(Records from a point-labeling set)
○ ○ ○ ○ ○

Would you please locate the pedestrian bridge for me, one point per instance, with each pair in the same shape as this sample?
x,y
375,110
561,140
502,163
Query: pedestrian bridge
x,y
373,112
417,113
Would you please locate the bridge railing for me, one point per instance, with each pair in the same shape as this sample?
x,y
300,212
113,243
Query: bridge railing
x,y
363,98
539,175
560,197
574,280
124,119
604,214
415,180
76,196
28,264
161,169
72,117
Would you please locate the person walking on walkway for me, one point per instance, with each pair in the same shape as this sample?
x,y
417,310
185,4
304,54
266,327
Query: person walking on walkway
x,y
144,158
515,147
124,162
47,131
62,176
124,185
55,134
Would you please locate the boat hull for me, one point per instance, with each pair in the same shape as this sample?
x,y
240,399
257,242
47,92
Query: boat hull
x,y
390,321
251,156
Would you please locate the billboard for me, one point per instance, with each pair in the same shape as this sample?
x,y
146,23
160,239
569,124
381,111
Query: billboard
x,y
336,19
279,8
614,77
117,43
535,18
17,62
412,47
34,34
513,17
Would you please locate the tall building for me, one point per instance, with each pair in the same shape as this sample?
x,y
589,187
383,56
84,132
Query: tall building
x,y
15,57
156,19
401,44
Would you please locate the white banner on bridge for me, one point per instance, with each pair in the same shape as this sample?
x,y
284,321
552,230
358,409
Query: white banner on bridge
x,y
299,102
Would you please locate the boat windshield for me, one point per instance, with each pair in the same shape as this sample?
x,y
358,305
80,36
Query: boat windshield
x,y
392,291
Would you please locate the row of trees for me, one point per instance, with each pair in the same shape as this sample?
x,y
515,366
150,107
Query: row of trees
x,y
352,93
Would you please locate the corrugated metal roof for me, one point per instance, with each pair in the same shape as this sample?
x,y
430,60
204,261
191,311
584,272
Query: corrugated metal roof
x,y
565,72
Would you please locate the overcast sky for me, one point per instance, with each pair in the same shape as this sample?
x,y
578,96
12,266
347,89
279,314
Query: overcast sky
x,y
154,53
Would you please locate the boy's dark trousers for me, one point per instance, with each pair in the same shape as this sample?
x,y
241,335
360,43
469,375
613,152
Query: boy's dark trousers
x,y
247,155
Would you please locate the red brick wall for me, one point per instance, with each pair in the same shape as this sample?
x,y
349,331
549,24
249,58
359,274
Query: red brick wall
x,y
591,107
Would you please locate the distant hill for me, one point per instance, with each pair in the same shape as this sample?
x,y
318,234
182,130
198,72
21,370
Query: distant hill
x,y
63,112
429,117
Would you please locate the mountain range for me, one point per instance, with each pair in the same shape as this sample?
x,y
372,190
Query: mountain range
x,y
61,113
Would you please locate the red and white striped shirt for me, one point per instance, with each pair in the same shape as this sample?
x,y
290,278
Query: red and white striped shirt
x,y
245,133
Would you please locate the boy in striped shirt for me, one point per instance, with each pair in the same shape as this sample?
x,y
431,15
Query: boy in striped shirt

○ ○ ○ ○ ○

### Requirement
Rewrite all of the items above as a numbered list, leaving out any blank lines.

### Result of this task
1. Would you please locate the pedestrian bridge for me, one point per instance, with each pair in the same shape as this sample?
2. x,y
3. 375,110
4. 561,140
5. 502,163
6. Query: pedestrian bridge
7. x,y
8. 373,112
9. 417,113
10. Would you please locate the bridge railing for me, one point per instance, with each pair in the same shape as this sample?
11. x,y
12. 300,212
13. 113,243
14. Query: bridge railing
15. x,y
16. 363,98
17. 539,175
18. 560,197
19. 574,280
20. 124,119
21. 604,214
22. 415,180
23. 76,196
24. 28,264
25. 161,169
26. 72,117
27. Would you please locate the person walking on walkway for me, one point per instance, with each pair in the same shape as this sample?
28. x,y
29. 417,310
30. 185,4
31. 304,54
32. 266,327
33. Query: person walking on walkway
34. x,y
35. 144,158
36. 515,147
37. 124,162
38. 47,131
39. 62,176
40. 124,185
41. 55,134
42. Would you please locate the boat hull for me, one point per instance, with each pair in the same shape as this sample?
43. x,y
44. 240,399
45. 257,242
46. 47,92
47. Query: boat hull
48. x,y
49. 390,321
50. 251,156
51. Would you please locate the billboard for me, one point per instance, with each pair in the same shape as this sample?
52. x,y
53. 146,23
54. 160,239
55. 569,124
56. 381,111
57. Query: billboard
58. x,y
59. 336,19
60. 279,8
61. 614,77
62. 117,43
63. 535,18
64. 17,62
65. 412,47
66. 34,34
67. 513,17
68. Would you please locate the tall building for me, one point per instance, with each pair in the same shape as this sample?
69. x,y
70. 589,187
71. 383,56
72. 84,132
73. Query: tall building
74. x,y
75. 15,57
76. 156,19
77. 401,44
78. Would you please locate the white banner on bridge for me, one point per instance, with each pair in the same shape as this sample?
79. x,y
80. 284,321
81. 552,230
82. 358,409
83. Query: white banner on bridge
84. x,y
85. 299,102
86. Would you please locate the boat windshield for me, one point per instance, with each pair in the same shape as this sample?
87. x,y
88. 358,305
89. 80,36
90. Query: boat windshield
91. x,y
92. 392,291
93. Would you please locate the row of trees for me, one point per instance, with each pair in the same shape as this sample?
94. x,y
95. 515,366
96. 150,107
97. Query: row of trees
98. x,y
99. 352,93
100. Would you please locate the corrugated metal roof for me, one point per instance, with each pair in the same shape as this sample?
101. x,y
102. 430,60
103. 204,261
104. 191,311
105. 584,272
106. Query: corrugated metal roof
107. x,y
108. 565,72
109. Would you please locate the overcast sky for me, one point per instance, with each pair in the same shape as this sample?
110. x,y
111. 578,96
112. 12,266
113. 347,89
114. 279,314
115. Query: overcast sky
116. x,y
117. 154,53
118. Would you please locate the boy's dark trousers for me, one point per instance, with each pair in the same shape as this sample?
119. x,y
120. 241,335
121. 360,43
122. 469,375
123. 613,152
124. Query: boy's dark trousers
125. x,y
126. 247,155
127. Would you please locate the red brick wall for me, one point per instance, with each pair in the same shape as this sample?
128. x,y
129. 349,331
130. 549,24
131. 249,58
132. 359,274
133. Query: red brick wall
134. x,y
135. 591,107
136. Would you please locate the distant hill for me, one point per instance, with each pair in the same shape as this sample?
137. x,y
138. 318,234
139. 182,130
140. 198,72
141. 21,370
142. Query: distant hill
143. x,y
144. 63,112
145. 429,117
146. Would you please locate the mountain range for me, one point per instance, with each pair in the same shape as this sample?
147. x,y
148. 372,190
149. Query: mountain range
150. x,y
151. 61,113
152. Would you please locate the red and white striped shirt for me, one point per instance, with each pair in the same shape as this sample?
153. x,y
154. 290,278
155. Query: red and white striped shirt
156. x,y
157. 245,133
158. Would you please locate the boy in striped shirt for me, one point per instance, with each pair in the same shape as this sample?
159. x,y
160. 431,15
161. Query: boy in striped shirt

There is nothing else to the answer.